━━ Linhas de dados ━━

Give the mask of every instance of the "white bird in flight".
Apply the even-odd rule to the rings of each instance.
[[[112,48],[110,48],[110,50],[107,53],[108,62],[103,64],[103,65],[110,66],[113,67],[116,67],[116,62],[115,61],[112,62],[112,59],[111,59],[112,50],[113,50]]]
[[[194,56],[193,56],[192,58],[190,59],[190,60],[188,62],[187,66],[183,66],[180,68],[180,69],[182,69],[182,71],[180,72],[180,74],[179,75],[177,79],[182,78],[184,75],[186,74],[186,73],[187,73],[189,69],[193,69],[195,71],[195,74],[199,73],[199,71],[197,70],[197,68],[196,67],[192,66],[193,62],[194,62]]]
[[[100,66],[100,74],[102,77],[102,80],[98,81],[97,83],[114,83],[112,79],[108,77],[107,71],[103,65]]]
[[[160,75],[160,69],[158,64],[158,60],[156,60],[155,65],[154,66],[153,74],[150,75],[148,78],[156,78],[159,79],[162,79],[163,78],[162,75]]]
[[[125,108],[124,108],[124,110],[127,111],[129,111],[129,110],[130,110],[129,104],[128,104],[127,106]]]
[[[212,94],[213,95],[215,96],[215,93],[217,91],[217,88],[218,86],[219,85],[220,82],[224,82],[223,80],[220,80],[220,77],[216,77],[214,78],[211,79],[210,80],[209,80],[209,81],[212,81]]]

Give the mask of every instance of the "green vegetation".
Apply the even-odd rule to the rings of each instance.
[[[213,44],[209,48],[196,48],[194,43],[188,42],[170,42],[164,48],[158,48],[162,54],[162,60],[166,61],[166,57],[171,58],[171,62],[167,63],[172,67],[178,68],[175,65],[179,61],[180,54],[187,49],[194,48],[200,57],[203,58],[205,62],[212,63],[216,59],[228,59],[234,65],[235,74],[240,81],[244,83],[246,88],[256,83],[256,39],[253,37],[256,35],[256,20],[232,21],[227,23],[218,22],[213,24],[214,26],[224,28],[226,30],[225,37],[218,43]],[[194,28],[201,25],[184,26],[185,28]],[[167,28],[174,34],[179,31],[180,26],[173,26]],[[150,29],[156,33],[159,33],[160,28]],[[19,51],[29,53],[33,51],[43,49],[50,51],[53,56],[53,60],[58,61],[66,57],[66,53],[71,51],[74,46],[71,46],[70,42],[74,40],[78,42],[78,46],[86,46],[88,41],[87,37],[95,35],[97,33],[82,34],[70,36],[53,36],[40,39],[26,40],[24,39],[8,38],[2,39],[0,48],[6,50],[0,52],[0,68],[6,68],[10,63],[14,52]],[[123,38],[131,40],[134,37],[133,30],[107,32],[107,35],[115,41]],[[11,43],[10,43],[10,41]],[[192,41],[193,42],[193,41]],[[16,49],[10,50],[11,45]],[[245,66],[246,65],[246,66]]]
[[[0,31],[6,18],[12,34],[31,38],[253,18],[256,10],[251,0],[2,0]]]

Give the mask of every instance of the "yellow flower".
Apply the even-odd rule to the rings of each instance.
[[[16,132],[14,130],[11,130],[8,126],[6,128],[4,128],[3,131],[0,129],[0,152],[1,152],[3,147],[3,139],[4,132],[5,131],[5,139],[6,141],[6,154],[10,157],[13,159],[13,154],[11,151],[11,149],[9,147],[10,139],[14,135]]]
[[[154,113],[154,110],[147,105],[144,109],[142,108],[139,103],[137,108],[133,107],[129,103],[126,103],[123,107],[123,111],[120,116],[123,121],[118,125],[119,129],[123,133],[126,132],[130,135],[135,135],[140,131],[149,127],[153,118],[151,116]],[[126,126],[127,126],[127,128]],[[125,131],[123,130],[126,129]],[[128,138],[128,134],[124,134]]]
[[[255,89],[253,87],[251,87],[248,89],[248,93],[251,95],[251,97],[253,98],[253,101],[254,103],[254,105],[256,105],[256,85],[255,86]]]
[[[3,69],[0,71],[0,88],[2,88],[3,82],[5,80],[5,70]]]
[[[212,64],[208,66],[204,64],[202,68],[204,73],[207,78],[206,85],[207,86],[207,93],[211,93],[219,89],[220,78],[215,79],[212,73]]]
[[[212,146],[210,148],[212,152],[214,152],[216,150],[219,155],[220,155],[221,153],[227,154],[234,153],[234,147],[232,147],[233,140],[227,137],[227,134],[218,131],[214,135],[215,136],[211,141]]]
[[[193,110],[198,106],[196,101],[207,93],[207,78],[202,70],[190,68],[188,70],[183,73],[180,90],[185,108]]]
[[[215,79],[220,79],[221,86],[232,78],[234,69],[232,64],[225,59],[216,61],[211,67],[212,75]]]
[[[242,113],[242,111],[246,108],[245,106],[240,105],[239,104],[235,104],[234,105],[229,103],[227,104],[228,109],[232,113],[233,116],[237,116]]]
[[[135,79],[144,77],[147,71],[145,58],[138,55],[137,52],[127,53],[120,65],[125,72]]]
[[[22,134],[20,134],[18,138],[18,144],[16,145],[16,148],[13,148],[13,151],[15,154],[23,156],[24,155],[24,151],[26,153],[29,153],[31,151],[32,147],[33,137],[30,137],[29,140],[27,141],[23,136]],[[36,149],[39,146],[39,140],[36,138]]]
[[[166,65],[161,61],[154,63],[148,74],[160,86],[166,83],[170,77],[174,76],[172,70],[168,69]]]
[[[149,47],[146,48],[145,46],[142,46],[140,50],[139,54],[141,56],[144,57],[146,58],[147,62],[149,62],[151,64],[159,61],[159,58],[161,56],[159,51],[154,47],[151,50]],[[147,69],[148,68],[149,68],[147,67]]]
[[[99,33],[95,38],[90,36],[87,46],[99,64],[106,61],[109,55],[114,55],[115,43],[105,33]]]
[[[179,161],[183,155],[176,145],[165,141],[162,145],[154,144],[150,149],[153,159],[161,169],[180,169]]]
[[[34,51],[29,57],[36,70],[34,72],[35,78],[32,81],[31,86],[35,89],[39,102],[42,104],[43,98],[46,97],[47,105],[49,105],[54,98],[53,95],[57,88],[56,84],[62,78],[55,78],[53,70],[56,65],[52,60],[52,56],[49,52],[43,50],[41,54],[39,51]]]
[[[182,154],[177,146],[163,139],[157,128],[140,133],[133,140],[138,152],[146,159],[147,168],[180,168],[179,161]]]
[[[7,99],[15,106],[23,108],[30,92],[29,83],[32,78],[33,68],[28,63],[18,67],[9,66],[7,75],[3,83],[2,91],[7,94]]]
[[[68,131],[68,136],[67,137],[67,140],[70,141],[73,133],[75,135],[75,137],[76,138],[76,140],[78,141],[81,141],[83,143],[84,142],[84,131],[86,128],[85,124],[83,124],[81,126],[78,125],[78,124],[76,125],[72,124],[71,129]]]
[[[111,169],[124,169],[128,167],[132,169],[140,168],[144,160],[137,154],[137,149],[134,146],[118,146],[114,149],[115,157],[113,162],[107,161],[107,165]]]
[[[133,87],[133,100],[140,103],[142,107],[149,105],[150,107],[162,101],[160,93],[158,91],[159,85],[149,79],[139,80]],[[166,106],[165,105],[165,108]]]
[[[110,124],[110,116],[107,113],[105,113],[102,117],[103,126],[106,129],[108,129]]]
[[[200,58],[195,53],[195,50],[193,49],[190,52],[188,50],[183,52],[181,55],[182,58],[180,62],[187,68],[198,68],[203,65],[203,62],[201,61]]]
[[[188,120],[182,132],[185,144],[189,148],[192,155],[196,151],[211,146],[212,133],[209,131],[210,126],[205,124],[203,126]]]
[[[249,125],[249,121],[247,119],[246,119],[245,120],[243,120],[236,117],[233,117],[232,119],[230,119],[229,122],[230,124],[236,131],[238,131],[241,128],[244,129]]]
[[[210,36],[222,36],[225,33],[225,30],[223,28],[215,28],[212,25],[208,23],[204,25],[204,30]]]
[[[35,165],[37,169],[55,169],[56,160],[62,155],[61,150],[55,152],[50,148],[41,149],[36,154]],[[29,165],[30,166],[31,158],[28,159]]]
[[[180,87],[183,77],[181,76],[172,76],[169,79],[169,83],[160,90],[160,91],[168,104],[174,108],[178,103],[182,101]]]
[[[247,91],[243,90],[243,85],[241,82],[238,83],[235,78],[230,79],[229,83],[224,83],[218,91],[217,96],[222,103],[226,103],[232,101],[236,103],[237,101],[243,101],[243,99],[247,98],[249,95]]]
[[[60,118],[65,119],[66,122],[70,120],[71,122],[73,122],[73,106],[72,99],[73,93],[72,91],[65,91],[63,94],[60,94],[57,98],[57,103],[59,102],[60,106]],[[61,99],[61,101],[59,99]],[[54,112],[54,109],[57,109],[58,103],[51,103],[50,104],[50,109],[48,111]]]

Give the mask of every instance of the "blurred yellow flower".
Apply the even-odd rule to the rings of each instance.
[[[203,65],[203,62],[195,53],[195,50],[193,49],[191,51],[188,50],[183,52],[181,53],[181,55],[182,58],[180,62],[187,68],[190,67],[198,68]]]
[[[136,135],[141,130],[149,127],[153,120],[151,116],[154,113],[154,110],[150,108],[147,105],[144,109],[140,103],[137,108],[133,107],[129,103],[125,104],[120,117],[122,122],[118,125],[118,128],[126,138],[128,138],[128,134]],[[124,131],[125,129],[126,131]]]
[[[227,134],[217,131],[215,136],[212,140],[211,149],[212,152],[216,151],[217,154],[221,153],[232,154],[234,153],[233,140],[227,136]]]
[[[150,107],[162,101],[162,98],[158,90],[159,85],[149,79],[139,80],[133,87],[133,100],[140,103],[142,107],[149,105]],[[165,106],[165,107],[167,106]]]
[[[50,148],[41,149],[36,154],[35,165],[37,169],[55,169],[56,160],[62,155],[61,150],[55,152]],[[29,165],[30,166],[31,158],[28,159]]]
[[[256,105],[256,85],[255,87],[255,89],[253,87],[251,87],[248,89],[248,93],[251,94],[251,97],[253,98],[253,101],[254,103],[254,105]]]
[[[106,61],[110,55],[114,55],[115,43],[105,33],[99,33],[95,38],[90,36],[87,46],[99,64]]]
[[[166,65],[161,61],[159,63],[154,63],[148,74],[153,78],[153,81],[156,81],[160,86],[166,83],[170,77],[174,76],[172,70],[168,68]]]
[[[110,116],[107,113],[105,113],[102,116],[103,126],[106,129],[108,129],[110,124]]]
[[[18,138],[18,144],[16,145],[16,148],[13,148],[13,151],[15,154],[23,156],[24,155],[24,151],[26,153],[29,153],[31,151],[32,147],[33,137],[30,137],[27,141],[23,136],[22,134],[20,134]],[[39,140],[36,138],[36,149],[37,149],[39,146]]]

━━━

Extraia dos registros acima todas as linhas que contêm a palavra "flower", levando em conta maiúsculas e minúsculas.

Give the mask of every instance of the "yellow flower".
Give the mask of every instance of the "blurred yellow flower".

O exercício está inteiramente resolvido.